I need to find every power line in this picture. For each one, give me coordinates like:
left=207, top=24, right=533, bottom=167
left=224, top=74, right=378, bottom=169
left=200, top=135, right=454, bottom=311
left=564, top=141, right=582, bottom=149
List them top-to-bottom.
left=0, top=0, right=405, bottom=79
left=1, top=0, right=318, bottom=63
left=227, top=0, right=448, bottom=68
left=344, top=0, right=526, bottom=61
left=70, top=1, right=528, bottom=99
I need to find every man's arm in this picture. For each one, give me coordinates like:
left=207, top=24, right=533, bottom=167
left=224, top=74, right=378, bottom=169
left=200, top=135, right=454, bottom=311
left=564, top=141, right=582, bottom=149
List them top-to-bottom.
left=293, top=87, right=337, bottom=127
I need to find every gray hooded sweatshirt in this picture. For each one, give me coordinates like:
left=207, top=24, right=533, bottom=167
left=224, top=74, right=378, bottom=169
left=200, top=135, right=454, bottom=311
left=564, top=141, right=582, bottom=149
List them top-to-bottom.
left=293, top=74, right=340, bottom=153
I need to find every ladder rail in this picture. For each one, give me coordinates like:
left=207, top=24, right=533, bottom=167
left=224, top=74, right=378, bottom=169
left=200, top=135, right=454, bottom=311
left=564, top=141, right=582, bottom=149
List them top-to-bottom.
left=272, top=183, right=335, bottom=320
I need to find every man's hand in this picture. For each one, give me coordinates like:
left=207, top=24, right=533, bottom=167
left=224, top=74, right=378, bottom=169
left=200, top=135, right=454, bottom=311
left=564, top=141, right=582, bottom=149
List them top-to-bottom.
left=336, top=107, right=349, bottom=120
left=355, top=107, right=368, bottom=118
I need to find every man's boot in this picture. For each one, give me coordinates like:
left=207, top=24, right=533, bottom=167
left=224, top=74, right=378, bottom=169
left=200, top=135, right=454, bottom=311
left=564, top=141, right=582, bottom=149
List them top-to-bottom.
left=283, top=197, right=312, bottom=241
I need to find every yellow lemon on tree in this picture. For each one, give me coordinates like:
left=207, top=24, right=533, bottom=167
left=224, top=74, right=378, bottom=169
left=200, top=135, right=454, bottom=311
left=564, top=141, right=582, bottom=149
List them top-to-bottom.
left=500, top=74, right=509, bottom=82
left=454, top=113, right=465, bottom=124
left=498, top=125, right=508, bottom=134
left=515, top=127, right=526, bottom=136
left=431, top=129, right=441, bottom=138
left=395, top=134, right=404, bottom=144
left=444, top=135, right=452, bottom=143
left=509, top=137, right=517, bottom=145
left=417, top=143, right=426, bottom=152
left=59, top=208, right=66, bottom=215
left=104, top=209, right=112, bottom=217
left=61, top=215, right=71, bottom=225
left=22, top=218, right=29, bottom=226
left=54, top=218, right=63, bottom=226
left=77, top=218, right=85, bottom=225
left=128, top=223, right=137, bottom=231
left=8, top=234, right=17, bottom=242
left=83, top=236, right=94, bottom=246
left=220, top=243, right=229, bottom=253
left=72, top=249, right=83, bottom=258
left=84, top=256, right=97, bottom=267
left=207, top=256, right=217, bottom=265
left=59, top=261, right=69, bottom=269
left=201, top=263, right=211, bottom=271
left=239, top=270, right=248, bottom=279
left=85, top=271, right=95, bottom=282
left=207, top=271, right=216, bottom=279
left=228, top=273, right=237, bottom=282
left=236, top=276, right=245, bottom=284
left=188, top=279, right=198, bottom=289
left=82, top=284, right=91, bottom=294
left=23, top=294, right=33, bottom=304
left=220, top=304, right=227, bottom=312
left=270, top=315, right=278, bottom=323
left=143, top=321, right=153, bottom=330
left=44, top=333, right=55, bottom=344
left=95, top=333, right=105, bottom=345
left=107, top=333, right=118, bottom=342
········
» **DESCRIPTION OF THE TASK**:
Reproduce all of the data above, exactly and without omission.

» **FINISHED EXERCISE**:
I need to find every power line in this picture. For each one, give me coordinates like:
left=207, top=24, right=533, bottom=167
left=224, top=74, right=378, bottom=169
left=200, top=135, right=454, bottom=311
left=564, top=141, right=582, bottom=149
List them top-to-bottom.
left=0, top=0, right=405, bottom=79
left=1, top=0, right=318, bottom=63
left=227, top=0, right=448, bottom=68
left=344, top=0, right=526, bottom=61
left=70, top=1, right=528, bottom=99
I need to find every man's arm in this picture. For each one, give me coordinates like:
left=207, top=24, right=533, bottom=167
left=224, top=74, right=378, bottom=169
left=200, top=135, right=454, bottom=311
left=564, top=141, right=582, bottom=149
List them top-to-bottom.
left=293, top=87, right=337, bottom=127
I need to find every gray hooded sweatshirt in this picture. For each one, give me coordinates like:
left=207, top=24, right=533, bottom=167
left=224, top=74, right=378, bottom=169
left=200, top=135, right=454, bottom=311
left=564, top=141, right=582, bottom=149
List them top-to-bottom.
left=293, top=74, right=340, bottom=153
I need to find every ladder rail in this picture. For each one, give me coordinates like:
left=207, top=24, right=533, bottom=167
left=224, top=74, right=378, bottom=169
left=200, top=135, right=454, bottom=311
left=564, top=141, right=582, bottom=149
List them top-to-bottom.
left=272, top=183, right=335, bottom=320
I need to find every man's hand in this picture. For each one, give me coordinates like:
left=207, top=24, right=533, bottom=167
left=224, top=74, right=378, bottom=169
left=200, top=135, right=454, bottom=311
left=564, top=141, right=582, bottom=149
List them top-to-bottom.
left=336, top=107, right=349, bottom=120
left=355, top=107, right=368, bottom=118
I need to find every man's boot in this picture. For each one, give me coordinates like:
left=207, top=24, right=533, bottom=167
left=224, top=74, right=378, bottom=169
left=200, top=135, right=454, bottom=311
left=564, top=141, right=582, bottom=149
List them top-to-bottom.
left=283, top=197, right=312, bottom=241
I need to find every yellow lemon on tree in this picture. For each one, give me coordinates like:
left=207, top=24, right=533, bottom=167
left=224, top=74, right=378, bottom=169
left=200, top=135, right=454, bottom=311
left=564, top=141, right=582, bottom=149
List them top-to-bottom.
left=500, top=74, right=509, bottom=82
left=454, top=113, right=465, bottom=124
left=498, top=125, right=508, bottom=134
left=515, top=127, right=526, bottom=136
left=431, top=129, right=441, bottom=138
left=395, top=134, right=404, bottom=144
left=444, top=135, right=452, bottom=143
left=509, top=137, right=517, bottom=145
left=417, top=143, right=426, bottom=152
left=59, top=208, right=66, bottom=215
left=104, top=209, right=112, bottom=217
left=61, top=215, right=71, bottom=225
left=22, top=218, right=29, bottom=226
left=54, top=218, right=63, bottom=226
left=77, top=218, right=85, bottom=225
left=128, top=223, right=137, bottom=231
left=8, top=234, right=17, bottom=242
left=83, top=236, right=94, bottom=246
left=220, top=243, right=229, bottom=253
left=72, top=249, right=83, bottom=258
left=84, top=256, right=97, bottom=267
left=207, top=256, right=217, bottom=265
left=59, top=261, right=69, bottom=269
left=201, top=263, right=211, bottom=271
left=239, top=270, right=248, bottom=279
left=85, top=271, right=95, bottom=282
left=207, top=271, right=216, bottom=279
left=228, top=273, right=237, bottom=282
left=236, top=276, right=245, bottom=284
left=188, top=279, right=198, bottom=289
left=82, top=284, right=91, bottom=294
left=23, top=294, right=33, bottom=304
left=220, top=304, right=227, bottom=312
left=270, top=315, right=278, bottom=323
left=143, top=321, right=153, bottom=330
left=44, top=333, right=55, bottom=344
left=95, top=333, right=105, bottom=345
left=107, top=333, right=118, bottom=342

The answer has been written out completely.